Tindakan yang diperlukan A. Menurut teks tentang anak dan dunia siber, berapa jumlah responden yang dilibatkan dalam penelitian itu?
Tindakan yang diperlukan B. Lanjutkan teks tentang anak dan dunia siber, dimulai setelah kalimat terakhirnya.

Teks bacaan.
Interaksi sosial di dunia siber bisa berdampak positif bagi pertumbuhan dan perkembangan anak. Misalnya, dalam mengakses materi pembelajaran dan literasi digital serta membentuk identitas dan koneksi sosial. Meski begitu, dunia siber juga berpotensi memberikan ancaman bagi anak, seperti peluang menjadi korban iklan, spam, pelacakan informasi pribadi, terlibat pengunduhan materi ilegal, dan kemungkinan terpapar konten pornografi dan perundungan siber.
Hasil riset mahasiswa program doktor ilmu psikologi di Fakultas Psikologi Universitas Gadjah Mada, Annissa Reginasari, tentang pemodelan pemantauan orangtua pada aktivitas digital anak yang dipaparkan dalam ujian terbuka promosi doktor akhir September lalu menyebutkan, faktor kedekatan berperan penting dalam mendukung penerapan pemantauan orangtua pada aktivitas digital anak. Penelitian ini melibatkan 433 responden selaku perwakilan orangtua berusia di atas 36 tahun, tinggal di Yogyakarta dan Riau.

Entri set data
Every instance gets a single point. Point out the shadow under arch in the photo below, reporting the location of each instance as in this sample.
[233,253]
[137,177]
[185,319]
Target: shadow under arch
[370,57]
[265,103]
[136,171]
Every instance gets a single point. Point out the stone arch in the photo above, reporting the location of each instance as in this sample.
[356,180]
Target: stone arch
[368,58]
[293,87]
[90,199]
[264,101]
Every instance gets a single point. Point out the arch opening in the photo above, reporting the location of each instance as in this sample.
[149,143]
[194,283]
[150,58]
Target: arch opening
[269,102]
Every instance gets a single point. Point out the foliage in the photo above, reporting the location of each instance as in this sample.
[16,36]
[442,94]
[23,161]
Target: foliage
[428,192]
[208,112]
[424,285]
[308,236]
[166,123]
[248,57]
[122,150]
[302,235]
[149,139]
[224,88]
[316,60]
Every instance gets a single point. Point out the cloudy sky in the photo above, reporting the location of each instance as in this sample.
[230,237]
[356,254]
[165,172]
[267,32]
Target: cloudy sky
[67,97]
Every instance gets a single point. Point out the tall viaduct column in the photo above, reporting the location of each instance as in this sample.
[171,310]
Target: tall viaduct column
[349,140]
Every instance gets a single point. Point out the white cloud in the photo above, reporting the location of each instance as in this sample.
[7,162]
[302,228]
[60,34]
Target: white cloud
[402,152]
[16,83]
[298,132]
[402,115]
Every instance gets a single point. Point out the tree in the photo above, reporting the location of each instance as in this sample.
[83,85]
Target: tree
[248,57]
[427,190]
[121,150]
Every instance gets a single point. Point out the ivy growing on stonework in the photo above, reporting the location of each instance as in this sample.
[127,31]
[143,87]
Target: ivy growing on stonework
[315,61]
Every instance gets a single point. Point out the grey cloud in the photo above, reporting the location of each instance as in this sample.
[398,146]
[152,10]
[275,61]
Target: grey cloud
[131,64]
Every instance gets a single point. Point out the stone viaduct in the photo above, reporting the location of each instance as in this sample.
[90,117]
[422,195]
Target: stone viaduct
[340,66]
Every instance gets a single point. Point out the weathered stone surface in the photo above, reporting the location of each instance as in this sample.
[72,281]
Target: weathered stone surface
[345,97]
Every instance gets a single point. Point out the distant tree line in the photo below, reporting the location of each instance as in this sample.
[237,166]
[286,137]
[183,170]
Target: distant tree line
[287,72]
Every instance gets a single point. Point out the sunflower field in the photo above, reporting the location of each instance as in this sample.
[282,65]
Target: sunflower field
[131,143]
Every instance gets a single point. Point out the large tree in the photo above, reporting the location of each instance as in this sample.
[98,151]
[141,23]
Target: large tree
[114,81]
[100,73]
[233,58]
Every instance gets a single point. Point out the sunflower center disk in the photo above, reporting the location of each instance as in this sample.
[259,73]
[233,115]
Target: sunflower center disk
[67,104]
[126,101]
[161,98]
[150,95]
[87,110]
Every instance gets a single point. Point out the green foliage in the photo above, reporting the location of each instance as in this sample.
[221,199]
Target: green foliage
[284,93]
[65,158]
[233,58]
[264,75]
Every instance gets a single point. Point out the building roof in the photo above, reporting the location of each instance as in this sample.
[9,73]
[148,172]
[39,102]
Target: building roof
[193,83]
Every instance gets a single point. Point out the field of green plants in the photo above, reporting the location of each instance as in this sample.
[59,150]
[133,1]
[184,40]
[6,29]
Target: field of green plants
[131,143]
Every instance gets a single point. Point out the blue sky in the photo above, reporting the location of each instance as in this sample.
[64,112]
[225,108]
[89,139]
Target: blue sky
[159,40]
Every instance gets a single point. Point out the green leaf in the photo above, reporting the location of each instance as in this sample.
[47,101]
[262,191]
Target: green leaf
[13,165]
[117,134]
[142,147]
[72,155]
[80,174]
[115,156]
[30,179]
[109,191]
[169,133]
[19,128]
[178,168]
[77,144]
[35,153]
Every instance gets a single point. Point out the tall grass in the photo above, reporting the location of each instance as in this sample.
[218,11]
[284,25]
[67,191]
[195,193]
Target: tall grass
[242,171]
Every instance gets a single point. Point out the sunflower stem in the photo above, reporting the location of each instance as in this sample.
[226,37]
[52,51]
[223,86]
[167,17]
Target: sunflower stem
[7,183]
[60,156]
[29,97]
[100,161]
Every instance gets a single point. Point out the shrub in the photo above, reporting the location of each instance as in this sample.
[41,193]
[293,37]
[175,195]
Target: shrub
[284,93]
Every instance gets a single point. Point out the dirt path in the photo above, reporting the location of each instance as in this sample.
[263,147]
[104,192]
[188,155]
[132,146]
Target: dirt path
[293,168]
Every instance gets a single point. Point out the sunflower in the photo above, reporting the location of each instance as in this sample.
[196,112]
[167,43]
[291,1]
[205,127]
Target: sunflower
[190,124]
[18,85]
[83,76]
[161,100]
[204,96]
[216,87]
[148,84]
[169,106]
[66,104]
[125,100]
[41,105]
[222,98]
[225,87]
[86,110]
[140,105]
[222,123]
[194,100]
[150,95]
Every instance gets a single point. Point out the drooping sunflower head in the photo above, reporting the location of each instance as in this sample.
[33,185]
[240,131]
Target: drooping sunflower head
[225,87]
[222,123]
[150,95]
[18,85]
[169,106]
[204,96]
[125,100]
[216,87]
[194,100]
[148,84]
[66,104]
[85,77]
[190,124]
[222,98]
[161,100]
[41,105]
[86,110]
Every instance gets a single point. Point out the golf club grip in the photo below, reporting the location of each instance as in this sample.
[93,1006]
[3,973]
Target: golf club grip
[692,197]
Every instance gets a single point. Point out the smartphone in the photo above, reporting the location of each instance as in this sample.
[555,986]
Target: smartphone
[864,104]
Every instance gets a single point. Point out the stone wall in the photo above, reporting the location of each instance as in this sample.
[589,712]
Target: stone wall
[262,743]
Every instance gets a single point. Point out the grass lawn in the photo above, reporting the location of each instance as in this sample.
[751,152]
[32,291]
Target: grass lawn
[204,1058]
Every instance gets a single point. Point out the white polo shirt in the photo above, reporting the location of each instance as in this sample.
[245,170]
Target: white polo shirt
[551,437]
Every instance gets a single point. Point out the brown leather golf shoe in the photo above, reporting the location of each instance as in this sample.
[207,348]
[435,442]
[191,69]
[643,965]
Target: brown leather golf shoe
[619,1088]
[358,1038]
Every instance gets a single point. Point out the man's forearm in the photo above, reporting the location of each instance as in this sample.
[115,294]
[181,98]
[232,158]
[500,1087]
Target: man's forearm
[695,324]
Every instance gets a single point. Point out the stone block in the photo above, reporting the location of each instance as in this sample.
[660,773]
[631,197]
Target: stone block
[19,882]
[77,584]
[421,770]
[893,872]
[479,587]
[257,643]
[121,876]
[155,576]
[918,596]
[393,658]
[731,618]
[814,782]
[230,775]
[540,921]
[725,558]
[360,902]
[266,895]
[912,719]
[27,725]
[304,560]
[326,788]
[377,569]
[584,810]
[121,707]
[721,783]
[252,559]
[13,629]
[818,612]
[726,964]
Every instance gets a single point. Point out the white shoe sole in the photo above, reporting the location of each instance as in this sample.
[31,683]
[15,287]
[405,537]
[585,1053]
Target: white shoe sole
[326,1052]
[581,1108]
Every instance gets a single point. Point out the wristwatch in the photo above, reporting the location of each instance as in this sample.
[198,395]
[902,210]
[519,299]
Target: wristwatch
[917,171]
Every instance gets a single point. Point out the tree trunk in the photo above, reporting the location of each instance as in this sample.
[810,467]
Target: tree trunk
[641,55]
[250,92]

Hasil A. 433 responden.

Hasil B.
Secara terpisah, pendiri Yayasan Semai Jiwa Amini (Sejiwa), Diena Haryana, di Jakarta, Senin (16/10/2023), mengatakan, salah satu yang perlu diwaspadai orangtua ialah adiksi internet atau adiksi gawai. Di awal tahun 2020, pada awal pandemi Covid-19, berdasarkan penelitian Klinik Adiksi RSCM-Fakultas Kedokteran Universitas Indonesia, hampir 20 persen remaja kecanduan internet. Remaja laki-laki lebih banyak kecanduan gim daring, sedangkan remaja perempuan kecanduan media sosial.
Menurut Diena, Sejiwa mengampanyekan resep pengasuhan orangtua pada anak lewat PCE (play, connect, dan explore). Sebagai sosok manusia, anak tetap butuh bermain (play) dan olahraga atau kegiatan fisik lainnya. Manusia juga butuh terhubung (connect) dengan masih bisa mengobrol, mendengarkan, dan menyambung saat berinteraksi dengan orang lain di sekitarnya. Lalu, mereka juga perlu menjelajahi sekeliling (explore), entah hobi, alam, atau hal lain.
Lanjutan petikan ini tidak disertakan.